Stored data entries:
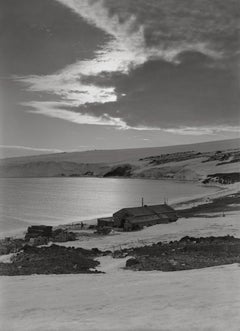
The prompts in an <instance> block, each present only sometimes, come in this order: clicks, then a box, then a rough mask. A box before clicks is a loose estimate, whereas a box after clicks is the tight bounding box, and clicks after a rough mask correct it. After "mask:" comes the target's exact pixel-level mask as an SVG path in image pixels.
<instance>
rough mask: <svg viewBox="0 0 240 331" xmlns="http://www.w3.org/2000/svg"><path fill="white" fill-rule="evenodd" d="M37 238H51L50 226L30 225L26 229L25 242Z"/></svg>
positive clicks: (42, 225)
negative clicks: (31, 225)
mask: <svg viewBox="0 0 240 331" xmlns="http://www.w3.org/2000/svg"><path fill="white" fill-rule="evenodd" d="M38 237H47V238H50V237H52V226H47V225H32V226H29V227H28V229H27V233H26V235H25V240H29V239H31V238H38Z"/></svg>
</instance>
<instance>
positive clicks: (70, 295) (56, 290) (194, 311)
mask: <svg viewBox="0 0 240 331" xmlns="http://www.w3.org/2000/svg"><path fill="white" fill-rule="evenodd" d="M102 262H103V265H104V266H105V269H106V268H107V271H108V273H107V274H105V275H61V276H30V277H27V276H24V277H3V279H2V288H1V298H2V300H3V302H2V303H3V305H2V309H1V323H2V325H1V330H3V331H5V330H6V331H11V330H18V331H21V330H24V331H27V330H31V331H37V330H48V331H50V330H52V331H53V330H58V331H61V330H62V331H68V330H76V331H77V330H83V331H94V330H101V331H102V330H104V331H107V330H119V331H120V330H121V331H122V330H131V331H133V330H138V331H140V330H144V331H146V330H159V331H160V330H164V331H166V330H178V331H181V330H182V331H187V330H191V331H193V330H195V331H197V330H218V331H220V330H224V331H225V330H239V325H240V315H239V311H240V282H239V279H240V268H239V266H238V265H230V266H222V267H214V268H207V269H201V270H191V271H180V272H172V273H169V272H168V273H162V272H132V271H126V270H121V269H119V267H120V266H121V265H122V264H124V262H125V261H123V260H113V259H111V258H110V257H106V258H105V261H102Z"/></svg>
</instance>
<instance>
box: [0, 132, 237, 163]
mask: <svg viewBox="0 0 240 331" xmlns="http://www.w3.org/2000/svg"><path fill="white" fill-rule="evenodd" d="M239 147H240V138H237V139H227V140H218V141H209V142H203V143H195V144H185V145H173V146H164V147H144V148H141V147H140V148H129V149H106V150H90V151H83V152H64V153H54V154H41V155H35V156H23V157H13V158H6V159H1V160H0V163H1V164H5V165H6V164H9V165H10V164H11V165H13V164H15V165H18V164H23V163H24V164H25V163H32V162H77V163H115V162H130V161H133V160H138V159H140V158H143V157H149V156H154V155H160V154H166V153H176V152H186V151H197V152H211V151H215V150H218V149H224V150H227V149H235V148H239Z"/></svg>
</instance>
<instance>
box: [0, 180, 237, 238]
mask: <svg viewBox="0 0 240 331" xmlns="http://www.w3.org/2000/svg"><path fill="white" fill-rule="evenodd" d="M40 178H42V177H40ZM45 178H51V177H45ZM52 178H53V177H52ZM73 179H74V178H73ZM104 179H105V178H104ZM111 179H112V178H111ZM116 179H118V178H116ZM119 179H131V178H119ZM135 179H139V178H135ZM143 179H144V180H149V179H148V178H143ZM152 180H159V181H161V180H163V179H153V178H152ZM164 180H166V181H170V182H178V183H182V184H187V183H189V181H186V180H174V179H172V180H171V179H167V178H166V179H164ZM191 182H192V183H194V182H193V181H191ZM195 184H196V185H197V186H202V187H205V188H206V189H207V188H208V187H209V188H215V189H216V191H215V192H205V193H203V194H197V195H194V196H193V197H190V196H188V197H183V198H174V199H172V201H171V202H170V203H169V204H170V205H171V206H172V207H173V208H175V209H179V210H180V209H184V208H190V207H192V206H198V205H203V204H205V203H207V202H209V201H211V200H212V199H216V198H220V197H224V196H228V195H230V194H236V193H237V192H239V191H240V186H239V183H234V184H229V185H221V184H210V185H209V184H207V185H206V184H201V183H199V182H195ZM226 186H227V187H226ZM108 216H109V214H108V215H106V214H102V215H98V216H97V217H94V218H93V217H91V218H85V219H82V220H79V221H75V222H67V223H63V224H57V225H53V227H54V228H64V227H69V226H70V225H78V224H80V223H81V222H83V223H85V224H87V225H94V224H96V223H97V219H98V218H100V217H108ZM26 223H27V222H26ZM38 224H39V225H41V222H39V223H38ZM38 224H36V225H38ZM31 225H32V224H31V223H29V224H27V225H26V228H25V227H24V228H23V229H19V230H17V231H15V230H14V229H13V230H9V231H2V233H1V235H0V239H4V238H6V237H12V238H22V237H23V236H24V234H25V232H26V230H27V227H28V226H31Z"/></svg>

* **Exercise**
Rewrite every line of the entries above as a numbered list, skipping any blank lines. Leave the pictures out.

* **Exercise solution**
1. The prompts in an <instance> block, each present only sometimes, come in this order: clicks, then a box, then a rough mask. A box before clicks is a loose estimate, whereas a box after clicks is the tight bounding box, and clicks after a rough mask correct it. After "mask:" comes the target's exact pixel-level mask as an SVG path in image pixels.
2. <instance>
3. rough mask: <svg viewBox="0 0 240 331" xmlns="http://www.w3.org/2000/svg"><path fill="white" fill-rule="evenodd" d="M37 238H51L50 226L30 225L26 229L25 242Z"/></svg>
4. positive clicks: (42, 225)
5. negative clicks: (31, 225)
6. mask: <svg viewBox="0 0 240 331" xmlns="http://www.w3.org/2000/svg"><path fill="white" fill-rule="evenodd" d="M38 237H47V238H50V237H52V226H47V225H32V226H29V227H28V229H27V233H26V235H25V240H29V239H31V238H38Z"/></svg>
7. </instance>
8. <instance>
9. positive clicks: (70, 295) (56, 290) (194, 311)
10. mask: <svg viewBox="0 0 240 331" xmlns="http://www.w3.org/2000/svg"><path fill="white" fill-rule="evenodd" d="M102 262H103V265H104V266H105V269H106V268H107V271H108V273H107V274H105V275H61V276H30V277H27V276H24V277H3V279H2V288H1V298H2V300H3V302H2V303H3V305H2V309H1V323H2V325H1V330H3V331H5V330H6V331H11V330H18V331H21V330H24V331H27V330H31V331H37V330H48V331H50V330H52V331H53V330H58V331H61V330H62V331H68V330H76V331H77V330H83V331H94V330H101V331H102V330H104V331H107V330H119V331H120V330H121V331H122V330H131V331H133V330H138V331H140V330H144V331H146V330H159V331H160V330H164V331H166V330H178V331H181V330H182V331H187V330H191V331H193V330H195V331H197V330H218V331H220V330H224V331H225V330H239V325H240V315H239V311H240V282H239V279H240V268H239V266H238V265H230V266H222V267H214V268H207V269H201V270H191V271H180V272H172V273H169V272H168V273H162V272H132V271H126V270H121V269H119V267H120V266H121V265H122V264H124V262H125V261H123V260H113V259H111V258H110V257H106V258H105V261H102Z"/></svg>
11. </instance>
12. <instance>
13. box: [0, 132, 237, 163]
14. mask: <svg viewBox="0 0 240 331" xmlns="http://www.w3.org/2000/svg"><path fill="white" fill-rule="evenodd" d="M239 147H240V138H237V139H227V140H218V141H209V142H203V143H195V144H185V145H173V146H164V147H144V148H141V147H140V148H129V149H106V150H90V151H83V152H64V153H54V154H41V155H35V156H23V157H13V158H6V159H1V160H0V163H1V164H5V165H6V164H9V165H10V164H11V165H13V164H15V165H18V164H23V163H24V164H25V163H32V162H77V163H115V162H130V161H133V160H138V159H140V158H143V157H149V156H154V155H160V154H166V153H176V152H186V151H197V152H211V151H215V150H218V149H224V150H227V149H235V148H239Z"/></svg>
15. </instance>
16. <instance>
17. box: [0, 180, 237, 238]
18. mask: <svg viewBox="0 0 240 331" xmlns="http://www.w3.org/2000/svg"><path fill="white" fill-rule="evenodd" d="M40 178H42V177H40ZM45 178H51V177H45ZM52 178H53V177H52ZM73 179H74V178H73ZM104 179H105V178H104ZM111 179H112V178H111ZM116 179H118V178H116ZM119 179H131V178H119ZM135 179H139V178H135ZM143 179H144V180H149V179H148V178H143ZM152 180H159V181H161V180H163V179H153V178H152ZM164 180H166V181H170V182H178V183H182V184H187V183H189V181H186V180H174V179H172V180H171V179H167V178H166V179H164ZM191 182H192V183H194V182H193V181H191ZM195 184H196V185H197V186H202V187H205V188H206V189H207V188H208V187H209V188H215V189H216V191H215V192H205V193H203V194H197V195H194V196H193V197H190V196H188V197H183V198H174V199H172V201H171V202H170V203H169V204H170V205H171V206H172V207H173V208H175V209H179V210H180V209H184V208H190V207H192V206H198V205H203V204H205V203H207V202H209V201H211V200H212V199H216V198H220V197H224V196H228V195H230V194H236V193H237V192H239V191H240V186H239V183H234V184H229V185H221V184H210V185H209V184H207V185H206V184H201V183H199V182H195ZM226 186H227V187H226ZM108 216H109V214H108V215H106V214H102V215H98V216H97V217H94V218H93V217H91V218H85V219H82V220H79V221H75V222H67V223H63V224H57V225H53V227H54V228H64V227H69V226H70V225H78V224H80V223H81V222H83V223H85V224H87V225H94V224H96V223H97V219H98V218H100V217H108ZM26 223H27V222H26ZM38 224H39V225H41V222H39V223H38ZM38 224H36V225H38ZM31 225H32V224H31V223H29V224H27V225H26V228H25V227H24V228H23V229H19V230H17V231H15V230H14V229H13V230H9V231H2V233H1V235H0V239H4V238H6V237H12V238H22V237H23V236H24V234H25V232H26V230H27V227H28V226H31Z"/></svg>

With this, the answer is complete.